Identify and pull out each line of the entries in which "cloud" occurs.

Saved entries
- - - - - - -
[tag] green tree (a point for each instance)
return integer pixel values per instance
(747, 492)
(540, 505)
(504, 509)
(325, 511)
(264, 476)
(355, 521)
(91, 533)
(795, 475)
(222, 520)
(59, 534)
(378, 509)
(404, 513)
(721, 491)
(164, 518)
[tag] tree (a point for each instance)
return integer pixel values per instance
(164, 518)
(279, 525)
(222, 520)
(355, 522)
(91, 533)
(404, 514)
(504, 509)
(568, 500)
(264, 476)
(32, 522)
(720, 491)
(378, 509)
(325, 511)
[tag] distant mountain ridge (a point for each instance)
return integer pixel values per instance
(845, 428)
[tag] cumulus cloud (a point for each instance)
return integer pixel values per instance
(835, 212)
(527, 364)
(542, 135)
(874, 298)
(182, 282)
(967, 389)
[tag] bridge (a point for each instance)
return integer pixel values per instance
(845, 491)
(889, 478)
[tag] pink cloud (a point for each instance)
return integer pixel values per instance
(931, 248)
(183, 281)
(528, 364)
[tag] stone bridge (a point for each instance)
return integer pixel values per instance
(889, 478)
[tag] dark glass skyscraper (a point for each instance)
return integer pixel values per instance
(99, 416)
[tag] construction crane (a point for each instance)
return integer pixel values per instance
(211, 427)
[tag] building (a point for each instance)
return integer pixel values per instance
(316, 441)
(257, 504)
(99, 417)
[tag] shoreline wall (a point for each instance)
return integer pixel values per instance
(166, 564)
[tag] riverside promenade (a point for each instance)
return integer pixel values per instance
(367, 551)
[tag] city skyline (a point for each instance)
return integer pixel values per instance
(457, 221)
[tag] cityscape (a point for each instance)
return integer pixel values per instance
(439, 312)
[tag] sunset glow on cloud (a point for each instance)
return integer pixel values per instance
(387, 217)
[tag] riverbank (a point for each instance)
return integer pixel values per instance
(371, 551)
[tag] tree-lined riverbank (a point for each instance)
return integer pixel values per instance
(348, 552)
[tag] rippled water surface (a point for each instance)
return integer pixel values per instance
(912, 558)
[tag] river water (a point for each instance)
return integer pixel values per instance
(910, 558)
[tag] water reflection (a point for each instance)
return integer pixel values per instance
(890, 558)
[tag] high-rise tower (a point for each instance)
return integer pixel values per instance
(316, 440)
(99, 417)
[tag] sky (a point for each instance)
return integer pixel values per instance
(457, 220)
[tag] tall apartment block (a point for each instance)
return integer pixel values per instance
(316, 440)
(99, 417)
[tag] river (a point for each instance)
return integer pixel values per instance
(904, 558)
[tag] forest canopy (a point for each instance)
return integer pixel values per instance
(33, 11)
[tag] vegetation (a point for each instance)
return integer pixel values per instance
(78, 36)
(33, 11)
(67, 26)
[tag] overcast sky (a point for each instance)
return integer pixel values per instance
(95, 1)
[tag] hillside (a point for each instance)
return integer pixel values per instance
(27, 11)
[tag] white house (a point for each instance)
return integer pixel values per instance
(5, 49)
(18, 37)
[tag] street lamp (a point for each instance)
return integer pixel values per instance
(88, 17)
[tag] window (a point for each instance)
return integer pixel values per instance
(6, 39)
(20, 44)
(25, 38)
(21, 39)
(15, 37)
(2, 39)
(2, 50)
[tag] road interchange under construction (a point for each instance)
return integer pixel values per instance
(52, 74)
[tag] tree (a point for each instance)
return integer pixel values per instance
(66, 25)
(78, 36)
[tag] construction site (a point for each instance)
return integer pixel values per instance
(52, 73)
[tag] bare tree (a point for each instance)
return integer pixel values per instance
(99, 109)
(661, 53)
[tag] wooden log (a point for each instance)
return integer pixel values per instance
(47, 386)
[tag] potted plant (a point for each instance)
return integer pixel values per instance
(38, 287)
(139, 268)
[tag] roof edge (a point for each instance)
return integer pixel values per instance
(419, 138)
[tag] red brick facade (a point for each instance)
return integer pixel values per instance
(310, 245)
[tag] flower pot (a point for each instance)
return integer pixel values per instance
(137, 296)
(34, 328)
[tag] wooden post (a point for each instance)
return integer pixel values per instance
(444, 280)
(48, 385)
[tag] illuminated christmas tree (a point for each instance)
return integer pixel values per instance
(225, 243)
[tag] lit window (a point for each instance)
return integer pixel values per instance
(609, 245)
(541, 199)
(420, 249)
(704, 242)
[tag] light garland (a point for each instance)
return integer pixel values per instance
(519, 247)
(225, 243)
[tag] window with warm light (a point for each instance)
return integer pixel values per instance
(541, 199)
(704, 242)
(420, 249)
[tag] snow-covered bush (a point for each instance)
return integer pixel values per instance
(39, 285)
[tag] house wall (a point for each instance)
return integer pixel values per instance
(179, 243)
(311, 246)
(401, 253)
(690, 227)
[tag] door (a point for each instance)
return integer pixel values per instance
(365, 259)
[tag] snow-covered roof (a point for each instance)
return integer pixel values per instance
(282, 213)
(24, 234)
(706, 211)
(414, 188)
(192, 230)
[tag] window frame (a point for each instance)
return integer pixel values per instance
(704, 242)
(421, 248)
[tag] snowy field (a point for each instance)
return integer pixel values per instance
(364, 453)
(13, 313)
- - - - - - -
● **Answer to the problem**
[tag] cumulus cloud (a point for each instance)
[tag] pink cloud (a point for each instance)
[tag] sunset glow on cloud (a point for each instance)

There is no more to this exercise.